Records shown
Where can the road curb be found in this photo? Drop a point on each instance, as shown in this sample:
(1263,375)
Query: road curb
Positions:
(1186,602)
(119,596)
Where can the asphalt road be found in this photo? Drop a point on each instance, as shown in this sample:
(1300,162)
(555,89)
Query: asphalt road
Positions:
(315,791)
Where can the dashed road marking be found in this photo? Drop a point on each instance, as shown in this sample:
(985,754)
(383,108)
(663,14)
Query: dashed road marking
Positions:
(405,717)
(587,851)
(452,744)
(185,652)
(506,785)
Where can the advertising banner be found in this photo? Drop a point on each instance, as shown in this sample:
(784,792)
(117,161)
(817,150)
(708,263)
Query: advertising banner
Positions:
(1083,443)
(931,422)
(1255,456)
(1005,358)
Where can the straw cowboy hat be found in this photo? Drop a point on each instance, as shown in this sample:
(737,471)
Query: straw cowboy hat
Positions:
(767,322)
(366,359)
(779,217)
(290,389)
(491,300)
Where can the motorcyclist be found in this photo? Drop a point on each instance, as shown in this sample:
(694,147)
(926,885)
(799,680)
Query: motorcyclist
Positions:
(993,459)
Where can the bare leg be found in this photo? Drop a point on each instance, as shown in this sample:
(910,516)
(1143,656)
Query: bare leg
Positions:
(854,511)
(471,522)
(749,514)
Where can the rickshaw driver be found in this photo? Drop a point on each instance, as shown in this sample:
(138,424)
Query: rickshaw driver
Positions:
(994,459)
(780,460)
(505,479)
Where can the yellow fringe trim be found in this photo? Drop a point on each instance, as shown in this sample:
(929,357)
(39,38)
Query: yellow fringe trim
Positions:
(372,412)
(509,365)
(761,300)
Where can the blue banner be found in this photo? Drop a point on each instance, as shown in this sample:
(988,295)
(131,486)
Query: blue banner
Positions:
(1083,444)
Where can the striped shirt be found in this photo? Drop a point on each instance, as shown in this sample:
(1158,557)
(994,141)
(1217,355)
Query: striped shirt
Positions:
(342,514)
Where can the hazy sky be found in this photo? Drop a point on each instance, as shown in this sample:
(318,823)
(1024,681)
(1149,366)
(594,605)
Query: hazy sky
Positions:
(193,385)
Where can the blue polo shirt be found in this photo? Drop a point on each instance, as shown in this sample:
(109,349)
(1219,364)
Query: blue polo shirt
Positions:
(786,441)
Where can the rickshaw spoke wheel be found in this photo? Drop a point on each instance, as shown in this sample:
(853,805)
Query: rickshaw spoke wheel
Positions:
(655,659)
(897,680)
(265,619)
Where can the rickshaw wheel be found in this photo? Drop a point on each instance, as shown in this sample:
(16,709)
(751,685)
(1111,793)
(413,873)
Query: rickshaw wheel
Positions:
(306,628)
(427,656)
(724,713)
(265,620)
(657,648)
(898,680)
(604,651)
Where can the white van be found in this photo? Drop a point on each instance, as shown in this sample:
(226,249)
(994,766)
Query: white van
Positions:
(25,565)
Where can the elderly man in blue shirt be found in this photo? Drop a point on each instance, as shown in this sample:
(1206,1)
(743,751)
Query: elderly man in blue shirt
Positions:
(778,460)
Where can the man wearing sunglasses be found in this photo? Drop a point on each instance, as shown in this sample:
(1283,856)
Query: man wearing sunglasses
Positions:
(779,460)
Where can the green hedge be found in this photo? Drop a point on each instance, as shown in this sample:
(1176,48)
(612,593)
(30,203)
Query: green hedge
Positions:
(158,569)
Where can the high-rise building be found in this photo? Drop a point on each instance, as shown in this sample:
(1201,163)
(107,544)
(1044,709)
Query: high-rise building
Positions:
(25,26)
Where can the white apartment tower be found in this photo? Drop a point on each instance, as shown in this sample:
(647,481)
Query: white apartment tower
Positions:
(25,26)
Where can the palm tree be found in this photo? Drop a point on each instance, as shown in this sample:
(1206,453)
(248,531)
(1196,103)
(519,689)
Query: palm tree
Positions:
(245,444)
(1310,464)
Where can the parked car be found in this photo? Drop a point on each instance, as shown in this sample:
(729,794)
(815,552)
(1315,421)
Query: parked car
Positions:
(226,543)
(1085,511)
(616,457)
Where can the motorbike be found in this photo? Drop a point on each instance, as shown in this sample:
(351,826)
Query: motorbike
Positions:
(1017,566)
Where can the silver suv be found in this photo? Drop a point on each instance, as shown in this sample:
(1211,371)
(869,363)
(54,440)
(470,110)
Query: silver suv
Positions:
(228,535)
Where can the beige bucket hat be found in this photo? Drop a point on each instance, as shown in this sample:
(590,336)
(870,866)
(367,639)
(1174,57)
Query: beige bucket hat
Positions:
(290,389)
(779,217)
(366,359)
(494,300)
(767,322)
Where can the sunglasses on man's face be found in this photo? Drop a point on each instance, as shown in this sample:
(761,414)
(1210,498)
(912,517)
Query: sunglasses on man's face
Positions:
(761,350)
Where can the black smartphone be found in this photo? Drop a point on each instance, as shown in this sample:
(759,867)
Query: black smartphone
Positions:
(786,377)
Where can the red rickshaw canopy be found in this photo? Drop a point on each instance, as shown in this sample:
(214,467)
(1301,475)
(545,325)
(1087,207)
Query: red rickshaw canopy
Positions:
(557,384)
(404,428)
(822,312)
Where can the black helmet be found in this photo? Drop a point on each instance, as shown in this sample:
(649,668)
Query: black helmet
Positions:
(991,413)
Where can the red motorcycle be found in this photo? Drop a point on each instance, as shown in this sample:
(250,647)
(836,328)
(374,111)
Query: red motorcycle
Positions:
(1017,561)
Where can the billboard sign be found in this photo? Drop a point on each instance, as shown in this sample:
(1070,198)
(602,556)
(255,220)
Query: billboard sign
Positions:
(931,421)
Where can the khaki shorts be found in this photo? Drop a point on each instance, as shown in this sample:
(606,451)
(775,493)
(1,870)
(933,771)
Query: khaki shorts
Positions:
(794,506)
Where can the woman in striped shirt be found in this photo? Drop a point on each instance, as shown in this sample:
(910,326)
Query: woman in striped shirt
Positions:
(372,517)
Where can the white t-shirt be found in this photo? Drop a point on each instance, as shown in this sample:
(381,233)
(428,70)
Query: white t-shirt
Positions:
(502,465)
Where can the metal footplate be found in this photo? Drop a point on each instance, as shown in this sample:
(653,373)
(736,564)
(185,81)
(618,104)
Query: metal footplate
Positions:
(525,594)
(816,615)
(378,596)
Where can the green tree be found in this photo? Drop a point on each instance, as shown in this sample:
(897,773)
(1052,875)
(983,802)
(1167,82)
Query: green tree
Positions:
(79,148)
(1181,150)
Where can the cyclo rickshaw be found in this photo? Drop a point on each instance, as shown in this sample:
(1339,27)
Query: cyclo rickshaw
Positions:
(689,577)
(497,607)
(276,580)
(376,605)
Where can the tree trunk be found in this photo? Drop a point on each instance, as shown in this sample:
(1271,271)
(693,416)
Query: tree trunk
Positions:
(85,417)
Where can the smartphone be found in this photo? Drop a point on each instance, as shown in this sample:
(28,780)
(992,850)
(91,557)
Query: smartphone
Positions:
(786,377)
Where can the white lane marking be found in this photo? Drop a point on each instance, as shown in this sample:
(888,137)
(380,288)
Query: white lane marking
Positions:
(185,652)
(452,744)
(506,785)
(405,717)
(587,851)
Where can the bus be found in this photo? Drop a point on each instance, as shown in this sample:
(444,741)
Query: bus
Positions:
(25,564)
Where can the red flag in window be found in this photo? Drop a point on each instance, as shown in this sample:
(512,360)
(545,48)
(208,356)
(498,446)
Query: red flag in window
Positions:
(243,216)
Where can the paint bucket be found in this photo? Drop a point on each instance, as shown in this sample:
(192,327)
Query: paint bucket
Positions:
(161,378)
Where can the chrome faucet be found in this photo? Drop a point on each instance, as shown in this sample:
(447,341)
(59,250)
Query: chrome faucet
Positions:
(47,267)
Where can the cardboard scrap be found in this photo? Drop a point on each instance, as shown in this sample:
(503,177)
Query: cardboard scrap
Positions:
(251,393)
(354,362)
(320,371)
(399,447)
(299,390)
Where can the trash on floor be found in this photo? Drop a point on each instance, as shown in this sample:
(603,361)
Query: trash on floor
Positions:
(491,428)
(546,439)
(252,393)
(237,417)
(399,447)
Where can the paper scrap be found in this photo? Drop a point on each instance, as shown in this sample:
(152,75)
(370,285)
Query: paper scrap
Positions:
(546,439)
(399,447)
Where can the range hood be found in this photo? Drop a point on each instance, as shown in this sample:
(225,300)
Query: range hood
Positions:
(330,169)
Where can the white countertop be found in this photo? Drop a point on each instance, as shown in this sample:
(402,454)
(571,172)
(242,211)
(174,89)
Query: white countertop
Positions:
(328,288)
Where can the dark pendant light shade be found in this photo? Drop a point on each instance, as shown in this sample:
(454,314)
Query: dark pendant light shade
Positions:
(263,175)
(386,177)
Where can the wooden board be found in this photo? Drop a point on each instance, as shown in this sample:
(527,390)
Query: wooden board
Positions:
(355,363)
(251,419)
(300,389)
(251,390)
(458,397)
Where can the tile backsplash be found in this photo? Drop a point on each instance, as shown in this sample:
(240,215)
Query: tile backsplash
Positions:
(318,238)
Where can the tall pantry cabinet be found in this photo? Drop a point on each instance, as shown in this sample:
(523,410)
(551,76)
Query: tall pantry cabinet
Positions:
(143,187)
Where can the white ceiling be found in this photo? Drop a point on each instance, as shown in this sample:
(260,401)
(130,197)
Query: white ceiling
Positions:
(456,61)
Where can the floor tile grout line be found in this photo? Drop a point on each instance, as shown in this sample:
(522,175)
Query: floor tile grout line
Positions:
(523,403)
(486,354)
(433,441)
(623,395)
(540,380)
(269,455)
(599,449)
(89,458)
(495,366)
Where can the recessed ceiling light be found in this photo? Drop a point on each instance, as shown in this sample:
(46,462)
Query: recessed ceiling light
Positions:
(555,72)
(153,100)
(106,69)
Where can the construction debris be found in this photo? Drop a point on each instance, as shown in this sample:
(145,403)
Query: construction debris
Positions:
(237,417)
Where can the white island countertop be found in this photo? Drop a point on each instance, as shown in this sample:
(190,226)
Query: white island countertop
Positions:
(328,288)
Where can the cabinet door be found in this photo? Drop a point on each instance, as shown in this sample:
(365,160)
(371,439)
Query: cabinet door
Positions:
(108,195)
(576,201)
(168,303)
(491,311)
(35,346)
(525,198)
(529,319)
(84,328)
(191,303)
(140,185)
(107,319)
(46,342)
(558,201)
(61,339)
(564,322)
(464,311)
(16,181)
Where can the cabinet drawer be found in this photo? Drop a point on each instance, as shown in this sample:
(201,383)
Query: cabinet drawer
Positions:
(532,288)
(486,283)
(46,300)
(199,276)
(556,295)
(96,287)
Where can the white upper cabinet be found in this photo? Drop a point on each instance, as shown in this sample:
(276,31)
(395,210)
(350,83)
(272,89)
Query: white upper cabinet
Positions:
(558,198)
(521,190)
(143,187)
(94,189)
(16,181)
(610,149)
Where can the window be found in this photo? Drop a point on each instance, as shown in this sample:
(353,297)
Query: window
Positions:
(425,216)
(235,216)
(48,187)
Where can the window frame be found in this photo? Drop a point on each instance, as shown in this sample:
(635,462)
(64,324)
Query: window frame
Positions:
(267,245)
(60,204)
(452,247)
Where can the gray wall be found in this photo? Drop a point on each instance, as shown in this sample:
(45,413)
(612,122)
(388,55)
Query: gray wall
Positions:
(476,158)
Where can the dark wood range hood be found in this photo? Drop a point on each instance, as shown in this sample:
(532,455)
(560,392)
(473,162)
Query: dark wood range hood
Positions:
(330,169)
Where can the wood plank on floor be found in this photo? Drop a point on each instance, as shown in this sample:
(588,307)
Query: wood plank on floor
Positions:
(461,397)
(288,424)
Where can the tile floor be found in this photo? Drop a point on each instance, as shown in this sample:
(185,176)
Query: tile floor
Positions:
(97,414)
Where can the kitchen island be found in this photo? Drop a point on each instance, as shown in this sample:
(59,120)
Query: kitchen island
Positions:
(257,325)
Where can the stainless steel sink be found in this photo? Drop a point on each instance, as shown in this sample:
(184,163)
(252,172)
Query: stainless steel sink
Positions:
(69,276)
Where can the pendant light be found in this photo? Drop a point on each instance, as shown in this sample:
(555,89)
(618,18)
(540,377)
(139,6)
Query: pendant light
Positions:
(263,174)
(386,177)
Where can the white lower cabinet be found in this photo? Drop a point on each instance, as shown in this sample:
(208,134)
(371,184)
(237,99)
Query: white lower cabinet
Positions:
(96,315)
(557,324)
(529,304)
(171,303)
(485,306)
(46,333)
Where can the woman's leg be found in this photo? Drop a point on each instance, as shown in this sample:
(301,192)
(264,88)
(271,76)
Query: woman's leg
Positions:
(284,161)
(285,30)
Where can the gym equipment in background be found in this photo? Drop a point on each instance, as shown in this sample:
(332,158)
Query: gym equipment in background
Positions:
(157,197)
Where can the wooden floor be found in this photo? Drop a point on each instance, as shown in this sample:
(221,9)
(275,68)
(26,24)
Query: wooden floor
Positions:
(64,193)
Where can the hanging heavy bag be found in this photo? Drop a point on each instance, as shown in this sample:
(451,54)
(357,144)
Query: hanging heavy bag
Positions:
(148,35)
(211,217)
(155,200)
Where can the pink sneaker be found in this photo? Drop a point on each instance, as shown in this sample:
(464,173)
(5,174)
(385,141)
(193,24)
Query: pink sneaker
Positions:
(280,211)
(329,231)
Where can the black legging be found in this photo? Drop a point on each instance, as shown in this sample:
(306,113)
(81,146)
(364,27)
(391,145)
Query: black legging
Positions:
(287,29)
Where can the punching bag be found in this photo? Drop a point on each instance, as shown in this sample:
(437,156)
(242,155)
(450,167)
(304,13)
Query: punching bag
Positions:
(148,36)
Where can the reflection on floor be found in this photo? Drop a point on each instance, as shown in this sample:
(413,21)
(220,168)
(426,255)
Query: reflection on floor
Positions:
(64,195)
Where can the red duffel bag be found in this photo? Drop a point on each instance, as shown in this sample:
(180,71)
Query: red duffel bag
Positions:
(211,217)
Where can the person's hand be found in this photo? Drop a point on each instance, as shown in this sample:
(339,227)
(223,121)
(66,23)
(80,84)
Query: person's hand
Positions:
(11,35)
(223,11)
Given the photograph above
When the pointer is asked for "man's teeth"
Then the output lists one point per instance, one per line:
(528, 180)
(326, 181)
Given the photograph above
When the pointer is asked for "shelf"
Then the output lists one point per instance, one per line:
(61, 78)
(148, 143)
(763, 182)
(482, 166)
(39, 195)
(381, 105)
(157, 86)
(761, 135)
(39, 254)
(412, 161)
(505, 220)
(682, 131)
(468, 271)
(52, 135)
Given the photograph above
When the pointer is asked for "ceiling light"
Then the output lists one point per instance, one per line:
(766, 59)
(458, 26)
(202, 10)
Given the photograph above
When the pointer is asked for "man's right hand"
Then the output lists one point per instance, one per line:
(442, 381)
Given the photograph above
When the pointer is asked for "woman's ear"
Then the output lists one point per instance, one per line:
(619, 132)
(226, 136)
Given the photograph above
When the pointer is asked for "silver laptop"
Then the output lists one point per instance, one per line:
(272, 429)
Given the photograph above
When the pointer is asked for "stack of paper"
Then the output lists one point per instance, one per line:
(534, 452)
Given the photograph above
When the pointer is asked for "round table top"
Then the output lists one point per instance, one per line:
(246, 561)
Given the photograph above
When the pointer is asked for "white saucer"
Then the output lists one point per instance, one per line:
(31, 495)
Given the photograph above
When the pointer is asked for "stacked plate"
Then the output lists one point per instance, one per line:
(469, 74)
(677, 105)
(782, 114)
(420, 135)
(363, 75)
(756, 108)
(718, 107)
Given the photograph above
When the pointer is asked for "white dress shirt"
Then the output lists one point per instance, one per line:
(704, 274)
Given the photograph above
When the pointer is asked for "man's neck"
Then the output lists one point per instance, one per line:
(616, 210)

Work to be completed
Determine how many lines in the items above contain the string "motorbike", treating uppercase and lowercase letters as distinct. Reply with that number alone.

Correct result
2